● **Written instruction A**: In the listing, change "window" to "pane" in the lines starting at the one containing "Locate the gravel" and ending at the one containing "<point>742,450</point>". Return only those lines, with everything else left as it is.

Emilie Francois
Ronald’s away in Melbourne watching the Oz open so I’ve been having an absolute orgy watching all my shows. The other night it was Sense & Sensibility. The casting is inspired - even Hugh Grant is not half as foppish and grating as one expects - but the actress who portrays Margaret Dashwood is a stand out. It’s an absolute inspired bit of casting on Ang Lee’s part.
In the movie she is extraordinary as the youngest of three sisters and a widowed mother, all who are in their own way mourning the death of a beloved father. Each realising that they’re to be cast adrift as women with no fortune and future now that their father having died, has left his estate to his son from a previous marriage and his scheming wife (played by Harriet Walter with a nasal top note to her accent that beautifully captures her disdain for her step in-laws). Margaret is a total tomboy, refusing to emerge from her tree house in the grounds of the estate that is about to be yanked from underneath them and when she does, she hides under furniture with her beloved atlas, refusing to emerge to meet the horror in-laws, or she’s hounding Edward (HG) to fencing duels and thwacking him about his person when he least expects it.
She is totally perplexed by her older sisters and their disastrous love lives and doesn’t hesitate to voice her confusion and contempt either to them or to her mother. She’s balanced utterly at that point before she will inevitably slip into the dark, fecund swamp of adolescence but now, as her old life is pulled from beneath her, she maintains a childhood wonder of worlds that offers endless possibilities; even when to outsiders it looks positively Dickensian. She can barely hold still when her hair is being brushed, she runs with abandon, her skirts hitched over her knees, she skids into rooms where others genteelly bob about, and is forever looking through her beloved telescope to worlds metaphorically and physically beyond her ken, straining to throw herself at it all. I wanted to weep watching that sense of purpose and innocence.

● **Written instruction B**: Write out the passage from the post on Sense & Sensibility word for word, starting at "In the movie" and ending at "least expects it.".

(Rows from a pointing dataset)

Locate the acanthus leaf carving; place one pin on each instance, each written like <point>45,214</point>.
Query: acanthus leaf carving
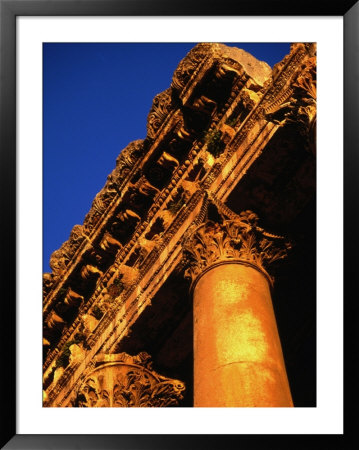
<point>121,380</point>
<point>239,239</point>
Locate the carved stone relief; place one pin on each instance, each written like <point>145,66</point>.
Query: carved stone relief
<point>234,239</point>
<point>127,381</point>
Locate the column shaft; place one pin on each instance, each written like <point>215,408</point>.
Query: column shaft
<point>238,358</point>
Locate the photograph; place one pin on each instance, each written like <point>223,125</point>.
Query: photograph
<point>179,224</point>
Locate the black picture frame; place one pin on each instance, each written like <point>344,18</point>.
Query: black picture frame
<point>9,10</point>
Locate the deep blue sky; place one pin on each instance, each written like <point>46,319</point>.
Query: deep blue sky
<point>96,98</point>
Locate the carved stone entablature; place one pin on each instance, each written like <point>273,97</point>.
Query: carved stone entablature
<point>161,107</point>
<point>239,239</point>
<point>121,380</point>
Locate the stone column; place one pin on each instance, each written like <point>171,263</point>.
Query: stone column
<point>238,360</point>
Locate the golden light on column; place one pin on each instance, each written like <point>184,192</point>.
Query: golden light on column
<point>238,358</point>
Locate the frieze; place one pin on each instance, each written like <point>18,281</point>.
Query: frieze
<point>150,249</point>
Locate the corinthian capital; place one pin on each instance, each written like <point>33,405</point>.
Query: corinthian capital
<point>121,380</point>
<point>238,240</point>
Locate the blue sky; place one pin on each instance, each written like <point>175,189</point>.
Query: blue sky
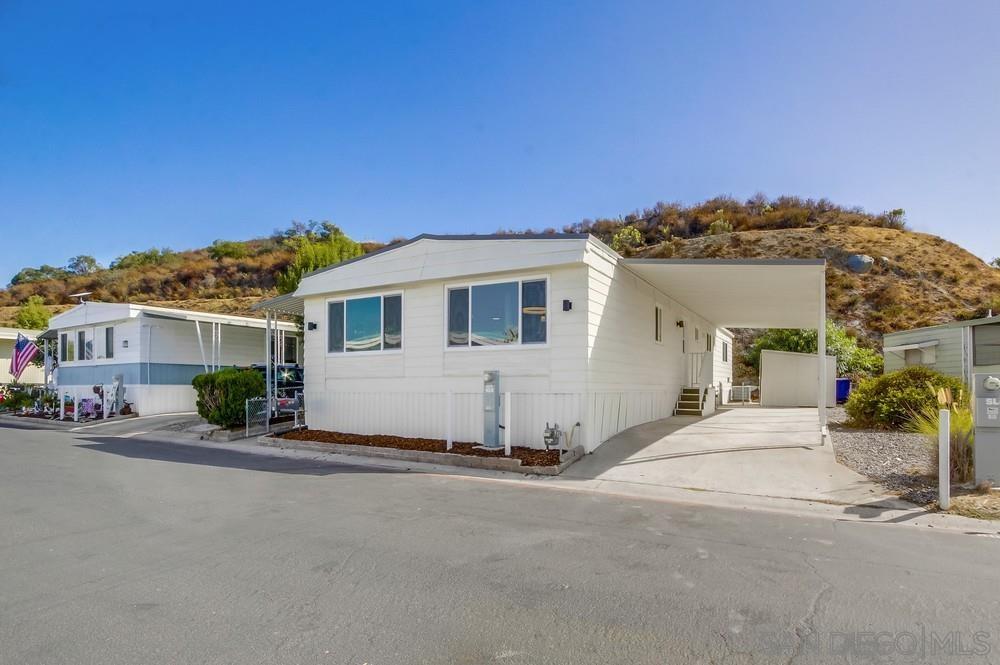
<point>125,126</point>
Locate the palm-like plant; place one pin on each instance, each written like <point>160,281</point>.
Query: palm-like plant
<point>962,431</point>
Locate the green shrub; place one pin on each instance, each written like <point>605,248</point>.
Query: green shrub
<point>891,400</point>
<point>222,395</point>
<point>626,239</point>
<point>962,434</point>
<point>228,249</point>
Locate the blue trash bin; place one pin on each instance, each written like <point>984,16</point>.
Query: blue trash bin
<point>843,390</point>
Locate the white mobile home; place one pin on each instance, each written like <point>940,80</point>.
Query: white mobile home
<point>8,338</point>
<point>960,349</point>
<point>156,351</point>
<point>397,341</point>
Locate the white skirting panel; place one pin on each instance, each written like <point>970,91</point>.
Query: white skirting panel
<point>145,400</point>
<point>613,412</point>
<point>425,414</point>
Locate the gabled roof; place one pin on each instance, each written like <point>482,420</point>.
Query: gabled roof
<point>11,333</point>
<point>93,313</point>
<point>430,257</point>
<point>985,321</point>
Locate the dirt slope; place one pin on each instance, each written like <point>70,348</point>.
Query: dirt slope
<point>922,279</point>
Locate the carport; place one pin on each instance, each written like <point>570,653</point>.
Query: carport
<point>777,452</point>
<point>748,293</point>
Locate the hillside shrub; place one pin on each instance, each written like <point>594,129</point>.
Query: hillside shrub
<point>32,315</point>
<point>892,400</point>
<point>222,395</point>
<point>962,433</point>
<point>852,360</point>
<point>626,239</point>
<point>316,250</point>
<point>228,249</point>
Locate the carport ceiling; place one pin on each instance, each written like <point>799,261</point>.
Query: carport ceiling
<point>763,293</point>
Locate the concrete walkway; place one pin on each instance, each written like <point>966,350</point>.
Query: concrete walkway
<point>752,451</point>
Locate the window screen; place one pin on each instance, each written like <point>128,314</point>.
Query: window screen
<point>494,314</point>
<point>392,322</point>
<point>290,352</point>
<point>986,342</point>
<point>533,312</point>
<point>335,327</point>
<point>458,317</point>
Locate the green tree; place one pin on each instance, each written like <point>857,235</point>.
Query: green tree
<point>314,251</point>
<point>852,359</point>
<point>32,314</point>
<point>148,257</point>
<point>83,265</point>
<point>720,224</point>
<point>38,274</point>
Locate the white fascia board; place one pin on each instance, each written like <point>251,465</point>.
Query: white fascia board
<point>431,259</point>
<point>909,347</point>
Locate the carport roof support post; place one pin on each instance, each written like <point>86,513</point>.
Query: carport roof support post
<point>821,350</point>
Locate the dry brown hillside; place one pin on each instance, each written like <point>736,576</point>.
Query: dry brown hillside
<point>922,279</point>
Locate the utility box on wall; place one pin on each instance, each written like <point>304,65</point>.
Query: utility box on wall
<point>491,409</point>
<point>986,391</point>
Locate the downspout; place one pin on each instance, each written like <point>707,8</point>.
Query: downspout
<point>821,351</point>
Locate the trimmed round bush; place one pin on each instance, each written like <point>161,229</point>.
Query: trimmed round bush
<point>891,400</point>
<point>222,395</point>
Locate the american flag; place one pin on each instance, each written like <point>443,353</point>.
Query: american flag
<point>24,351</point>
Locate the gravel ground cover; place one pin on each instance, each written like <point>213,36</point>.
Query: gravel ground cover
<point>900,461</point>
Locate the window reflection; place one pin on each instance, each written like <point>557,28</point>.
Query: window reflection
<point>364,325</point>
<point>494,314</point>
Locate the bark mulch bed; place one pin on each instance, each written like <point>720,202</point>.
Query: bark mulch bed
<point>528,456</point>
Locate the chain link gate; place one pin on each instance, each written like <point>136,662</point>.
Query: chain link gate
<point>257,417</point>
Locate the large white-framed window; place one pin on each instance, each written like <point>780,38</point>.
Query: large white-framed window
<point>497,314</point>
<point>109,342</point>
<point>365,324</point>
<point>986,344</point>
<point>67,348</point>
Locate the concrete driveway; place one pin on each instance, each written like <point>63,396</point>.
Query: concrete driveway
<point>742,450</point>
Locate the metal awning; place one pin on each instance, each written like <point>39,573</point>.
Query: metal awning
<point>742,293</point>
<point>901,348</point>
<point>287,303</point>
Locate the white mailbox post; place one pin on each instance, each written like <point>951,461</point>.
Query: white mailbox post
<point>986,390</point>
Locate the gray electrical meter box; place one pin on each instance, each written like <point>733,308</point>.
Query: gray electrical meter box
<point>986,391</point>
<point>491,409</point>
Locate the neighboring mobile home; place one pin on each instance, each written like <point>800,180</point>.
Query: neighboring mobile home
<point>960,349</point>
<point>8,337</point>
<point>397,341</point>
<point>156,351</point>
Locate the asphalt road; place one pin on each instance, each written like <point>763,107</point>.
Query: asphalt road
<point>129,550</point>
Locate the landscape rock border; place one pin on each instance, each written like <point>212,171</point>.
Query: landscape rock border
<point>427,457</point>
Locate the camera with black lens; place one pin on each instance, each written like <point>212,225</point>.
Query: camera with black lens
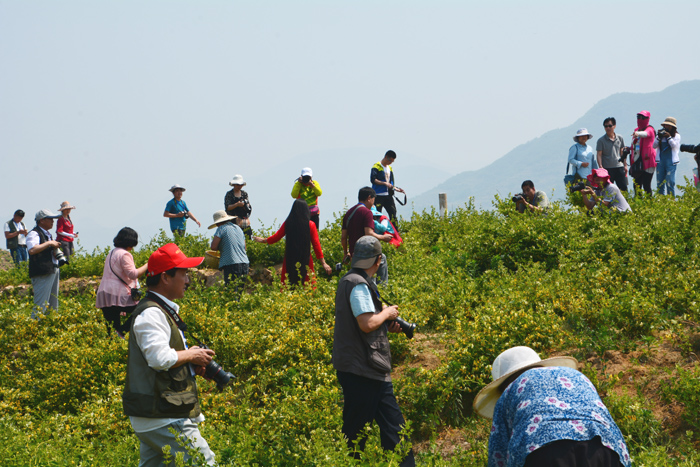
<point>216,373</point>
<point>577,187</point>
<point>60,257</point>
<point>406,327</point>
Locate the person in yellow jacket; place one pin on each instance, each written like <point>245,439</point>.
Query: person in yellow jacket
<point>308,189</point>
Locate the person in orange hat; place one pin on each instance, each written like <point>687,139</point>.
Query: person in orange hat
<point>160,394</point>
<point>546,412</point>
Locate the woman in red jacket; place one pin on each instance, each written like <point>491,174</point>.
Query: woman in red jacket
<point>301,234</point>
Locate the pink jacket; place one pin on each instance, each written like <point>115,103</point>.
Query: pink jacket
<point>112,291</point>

● **Full solution A**:
Locate the gravel ground cover; place one pin on each instance, each written like <point>213,36</point>.
Query: gravel ground cover
<point>900,461</point>
Locate the pane reflection; place one pin on each instance, each written like <point>557,28</point>.
Query: pane reflection
<point>364,325</point>
<point>494,314</point>
Locate the bark mulch bed; place one pin on each instance, each written like <point>720,202</point>.
Query: bark mulch bed
<point>528,456</point>
Locate the chain link gate; place one pin on each instance, each written like <point>136,662</point>.
Query: chain link gate
<point>257,417</point>
Locate the large white-framed pane; place one pin on each instance, each written like <point>780,38</point>.
Query: large white-framed pane
<point>497,314</point>
<point>109,342</point>
<point>365,324</point>
<point>986,344</point>
<point>67,348</point>
Locate the concrete driveway; place one pin on each instance, each written like <point>63,396</point>.
Query: concrete driveway
<point>742,450</point>

● **Full solution B**:
In the movie she is extraordinary as the youngest of three sisters and a widowed mother, all who are in their own way mourning the death of a beloved father. Each realising that they’re to be cast adrift as women with no fortune and future now that their father having died, has left his estate to his son from a previous marriage and his scheming wife (played by Harriet Walter with a nasal top note to her accent that beautifully captures her disdain for her step in-laws). Margaret is a total tomboy, refusing to emerge from her tree house in the grounds of the estate that is about to be yanked from underneath them and when she does, she hides under furniture with her beloved atlas, refusing to emerge to meet the horror in-laws, or she’s hounding Edward (HG) to fencing duels and thwacking him about his person when he least expects it.